━━━ GIVEN ENTRIES
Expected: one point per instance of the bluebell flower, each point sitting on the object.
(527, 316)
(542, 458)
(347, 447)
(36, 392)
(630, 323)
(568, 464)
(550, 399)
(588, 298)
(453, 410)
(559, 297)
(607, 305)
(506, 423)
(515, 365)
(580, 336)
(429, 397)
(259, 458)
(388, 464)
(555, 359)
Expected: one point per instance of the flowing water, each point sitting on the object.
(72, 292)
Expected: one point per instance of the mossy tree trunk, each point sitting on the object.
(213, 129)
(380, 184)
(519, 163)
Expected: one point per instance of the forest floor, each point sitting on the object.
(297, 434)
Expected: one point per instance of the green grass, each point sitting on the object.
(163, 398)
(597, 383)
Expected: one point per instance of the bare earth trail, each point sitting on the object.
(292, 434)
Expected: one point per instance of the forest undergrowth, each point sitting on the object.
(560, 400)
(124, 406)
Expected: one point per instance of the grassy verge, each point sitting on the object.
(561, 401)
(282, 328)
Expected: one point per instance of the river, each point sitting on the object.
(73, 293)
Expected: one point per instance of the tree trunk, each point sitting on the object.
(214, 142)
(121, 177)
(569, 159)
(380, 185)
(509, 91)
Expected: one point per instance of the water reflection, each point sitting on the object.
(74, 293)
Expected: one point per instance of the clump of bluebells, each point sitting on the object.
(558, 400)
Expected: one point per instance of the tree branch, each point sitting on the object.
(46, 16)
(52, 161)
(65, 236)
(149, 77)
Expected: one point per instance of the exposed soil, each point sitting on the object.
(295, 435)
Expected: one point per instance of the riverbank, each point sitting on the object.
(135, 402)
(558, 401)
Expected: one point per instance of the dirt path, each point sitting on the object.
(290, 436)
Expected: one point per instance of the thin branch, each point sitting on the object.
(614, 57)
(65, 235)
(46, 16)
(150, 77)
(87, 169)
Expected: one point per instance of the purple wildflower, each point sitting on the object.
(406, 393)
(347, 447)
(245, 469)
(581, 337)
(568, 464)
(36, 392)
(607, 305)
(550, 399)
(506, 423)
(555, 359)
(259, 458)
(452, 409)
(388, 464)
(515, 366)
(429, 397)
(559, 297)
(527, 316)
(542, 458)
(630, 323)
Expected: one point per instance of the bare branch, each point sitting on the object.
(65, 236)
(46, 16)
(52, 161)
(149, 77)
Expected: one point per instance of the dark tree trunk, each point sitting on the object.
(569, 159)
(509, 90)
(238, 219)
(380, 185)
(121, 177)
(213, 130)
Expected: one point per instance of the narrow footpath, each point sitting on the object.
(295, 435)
━━━━━━
━━━ GIVEN ENTRIES
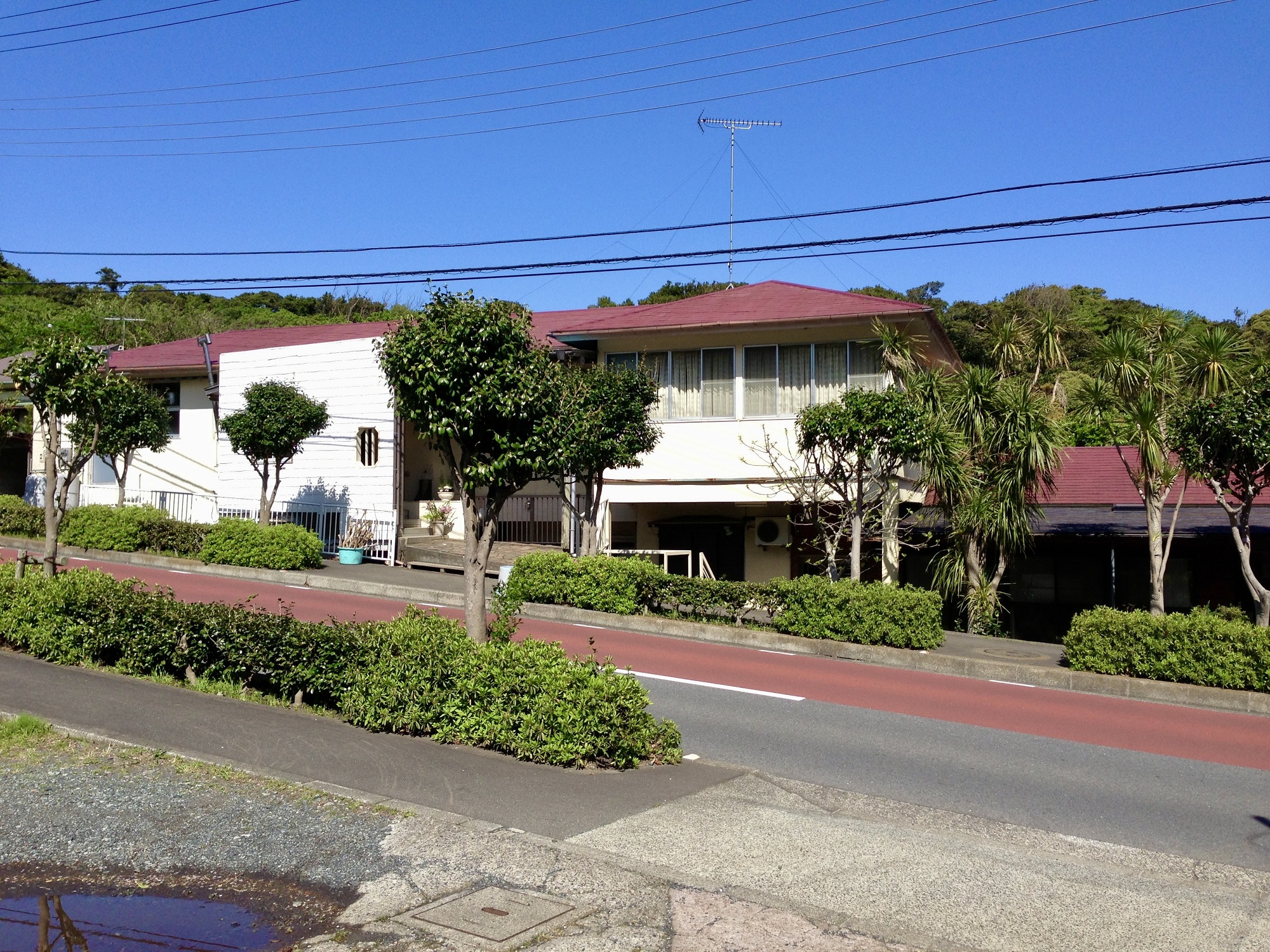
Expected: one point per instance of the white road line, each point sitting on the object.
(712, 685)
━━━━━━
━━━ GIVEN ENTRIES
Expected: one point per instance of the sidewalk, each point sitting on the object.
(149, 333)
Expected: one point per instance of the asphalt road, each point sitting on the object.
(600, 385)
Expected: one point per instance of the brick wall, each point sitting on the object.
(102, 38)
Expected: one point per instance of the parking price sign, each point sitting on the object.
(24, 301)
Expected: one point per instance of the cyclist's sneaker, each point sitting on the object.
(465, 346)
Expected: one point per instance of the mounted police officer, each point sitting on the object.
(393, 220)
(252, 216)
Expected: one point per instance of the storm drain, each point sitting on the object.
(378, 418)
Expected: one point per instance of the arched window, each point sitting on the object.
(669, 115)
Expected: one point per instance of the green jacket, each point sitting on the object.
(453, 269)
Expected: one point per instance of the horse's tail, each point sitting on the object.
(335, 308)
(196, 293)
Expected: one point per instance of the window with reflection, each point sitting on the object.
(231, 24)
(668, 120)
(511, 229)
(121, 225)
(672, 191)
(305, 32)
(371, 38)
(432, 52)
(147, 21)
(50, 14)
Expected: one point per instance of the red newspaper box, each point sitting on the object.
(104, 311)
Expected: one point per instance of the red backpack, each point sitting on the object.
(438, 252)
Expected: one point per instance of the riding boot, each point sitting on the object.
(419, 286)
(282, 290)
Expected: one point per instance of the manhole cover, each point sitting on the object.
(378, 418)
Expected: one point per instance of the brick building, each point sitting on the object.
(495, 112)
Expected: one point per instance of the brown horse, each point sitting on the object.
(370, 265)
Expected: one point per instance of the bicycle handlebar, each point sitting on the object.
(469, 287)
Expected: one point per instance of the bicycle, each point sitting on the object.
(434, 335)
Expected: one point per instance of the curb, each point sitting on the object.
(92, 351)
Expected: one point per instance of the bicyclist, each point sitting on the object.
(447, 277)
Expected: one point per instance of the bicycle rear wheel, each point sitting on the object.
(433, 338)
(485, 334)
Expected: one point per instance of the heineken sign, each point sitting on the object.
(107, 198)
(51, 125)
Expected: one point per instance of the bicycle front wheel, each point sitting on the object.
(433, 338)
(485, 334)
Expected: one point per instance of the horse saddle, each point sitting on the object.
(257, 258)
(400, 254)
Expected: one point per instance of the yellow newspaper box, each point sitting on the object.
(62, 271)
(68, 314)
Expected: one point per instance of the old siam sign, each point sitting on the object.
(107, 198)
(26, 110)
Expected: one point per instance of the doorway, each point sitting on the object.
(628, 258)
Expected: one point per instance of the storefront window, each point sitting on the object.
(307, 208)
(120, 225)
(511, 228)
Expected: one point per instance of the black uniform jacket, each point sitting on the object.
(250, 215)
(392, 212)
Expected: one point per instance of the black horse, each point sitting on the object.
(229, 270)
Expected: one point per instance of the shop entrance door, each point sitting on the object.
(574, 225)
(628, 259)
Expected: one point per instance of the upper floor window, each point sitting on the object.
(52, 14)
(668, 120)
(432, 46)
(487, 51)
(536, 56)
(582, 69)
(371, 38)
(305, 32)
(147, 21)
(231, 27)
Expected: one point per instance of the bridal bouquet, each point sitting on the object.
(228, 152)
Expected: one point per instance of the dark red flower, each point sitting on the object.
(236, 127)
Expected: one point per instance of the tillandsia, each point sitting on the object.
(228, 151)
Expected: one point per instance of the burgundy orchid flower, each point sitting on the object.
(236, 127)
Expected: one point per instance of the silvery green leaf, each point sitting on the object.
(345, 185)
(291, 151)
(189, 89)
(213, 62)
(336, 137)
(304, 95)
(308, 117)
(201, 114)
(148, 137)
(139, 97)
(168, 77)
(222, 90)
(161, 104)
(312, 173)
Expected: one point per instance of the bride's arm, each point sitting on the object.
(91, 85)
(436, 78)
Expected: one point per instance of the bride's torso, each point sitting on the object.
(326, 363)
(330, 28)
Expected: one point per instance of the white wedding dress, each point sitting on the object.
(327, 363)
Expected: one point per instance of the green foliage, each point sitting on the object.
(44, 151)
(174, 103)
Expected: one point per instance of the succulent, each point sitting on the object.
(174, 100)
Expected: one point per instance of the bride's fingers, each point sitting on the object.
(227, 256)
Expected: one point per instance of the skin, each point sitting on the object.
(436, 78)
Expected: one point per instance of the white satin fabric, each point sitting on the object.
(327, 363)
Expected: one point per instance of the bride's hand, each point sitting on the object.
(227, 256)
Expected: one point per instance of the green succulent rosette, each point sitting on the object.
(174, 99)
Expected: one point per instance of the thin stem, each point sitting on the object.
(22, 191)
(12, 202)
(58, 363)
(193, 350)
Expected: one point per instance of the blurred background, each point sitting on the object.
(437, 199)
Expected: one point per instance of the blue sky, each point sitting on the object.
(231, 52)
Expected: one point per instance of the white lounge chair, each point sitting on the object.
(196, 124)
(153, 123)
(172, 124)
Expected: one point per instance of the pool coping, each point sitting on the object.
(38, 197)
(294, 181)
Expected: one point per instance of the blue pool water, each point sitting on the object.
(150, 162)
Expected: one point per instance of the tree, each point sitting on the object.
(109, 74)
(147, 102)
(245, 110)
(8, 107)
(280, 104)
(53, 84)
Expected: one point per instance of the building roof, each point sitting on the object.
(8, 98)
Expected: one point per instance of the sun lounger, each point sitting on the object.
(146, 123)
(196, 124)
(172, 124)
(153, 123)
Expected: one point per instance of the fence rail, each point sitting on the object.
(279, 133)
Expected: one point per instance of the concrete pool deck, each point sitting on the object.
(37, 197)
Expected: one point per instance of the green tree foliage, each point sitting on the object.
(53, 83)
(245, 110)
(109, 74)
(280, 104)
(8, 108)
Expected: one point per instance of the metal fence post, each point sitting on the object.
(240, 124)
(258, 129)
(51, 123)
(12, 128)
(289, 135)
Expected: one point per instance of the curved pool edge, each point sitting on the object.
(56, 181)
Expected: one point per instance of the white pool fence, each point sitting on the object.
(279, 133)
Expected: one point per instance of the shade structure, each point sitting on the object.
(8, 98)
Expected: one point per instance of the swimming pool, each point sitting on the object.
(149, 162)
━━━━━━
DIRECTIONS FOR THIS TASK: Count the lines of the material above that contain the string "road", treating case as significant. Give only the number.

EXERCISE OUTPUT: 2